─── PROVIDED PASSAGE
7.4 Disposition of Licensed Products on Hand. Upon termination of this Agreement, LICENSEE may dispose of all previously made or partially made Licensed Product within a period of [*] days of the effective date of such termination provided that the sale of such Licensed Product by LICENSEE, its Sublicensees, or Affiliates shall be subject to the terms of this Agreement, including but not limited to the rendering of reports and payment of royalties required under this Agreement.

7.5 Grant Back to Cornell. To the extent that LICENSEE owns or controls (now or in the future) any patent rights that blocks, interferes with or otherwise prevents Cornell from making or having made, using or having used, selling and having sold, offering for sale or importing or having imported Licensed Products or licensing to others such rights (“Blocking Rights”), then LICENSEE hereby grants or will cause to be granted a nonexclusive, worldwide, perpetual, royalty-free license to make and have made, use and have used, sell and offer for sale, import and have imported products that are claimed in the Blocking Rights, with the right to grant sublicenses to third parties, provided that such products are also Licensed Products and are licensed or exercised by Cornell together with the Patent Rights.

ARTICLE 8. LIMITED WARRANTY AND INDEMNIFICATION

8.1 Limited Warranty.

(a) Cornell warrants that it has the lawful right to grant this license.

(b) The license granted herein is provided “AS IS” and without WARRANTY OF MERCHANTABILITY or WARRANTY OF FITNESS FOR A PARTICULAR PURPOSE or any other warranty, express or implied. Cornell makes no representation or warranty that the Licensed Product, Licensed Method or the use of Patent Rights will not infringe any other patent or other proprietary rights.
──────
─── SOURCE EXCERPT
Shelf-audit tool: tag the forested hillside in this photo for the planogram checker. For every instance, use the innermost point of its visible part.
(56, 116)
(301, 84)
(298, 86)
──────
EXERCISE AIM -> Pick up the Cornell license agreement after its last sentence and keep writing it. None of the data is needed here.

RESPONSE BELOW ->
(c) In no event shall Cornell or CRF be liable for any incidental, special or consequential damages resulting from exercise of the license granted herein or the use of the Invention, Licensed Product, Licensed Method.

(d) Nothing in this Agreement shall be construed as:

(i) a warranty or representation by Cornell or CRF as to the validity or scope of any Patent Rights;

(ii) a warranty or representation that anything made, used, sold or otherwise disposed of under any license granted in this Agreement is or shall be free from infringement of patents of third parties;

(iii) an obligation to bring or prosecute actions or suits against third parties for patent infringement except as provided in Paragraph 5.2 hereof;

(iv) conferring by implication, estoppel or otherwise any license or rights under any patents of CRF or Cornell other than Patent Rights as defined in this Agreement, regardless of whether those patents are dominant or subordinate to Patent Rights; or

(v) an obligation to furnish any know-how not provided in Patent Rights.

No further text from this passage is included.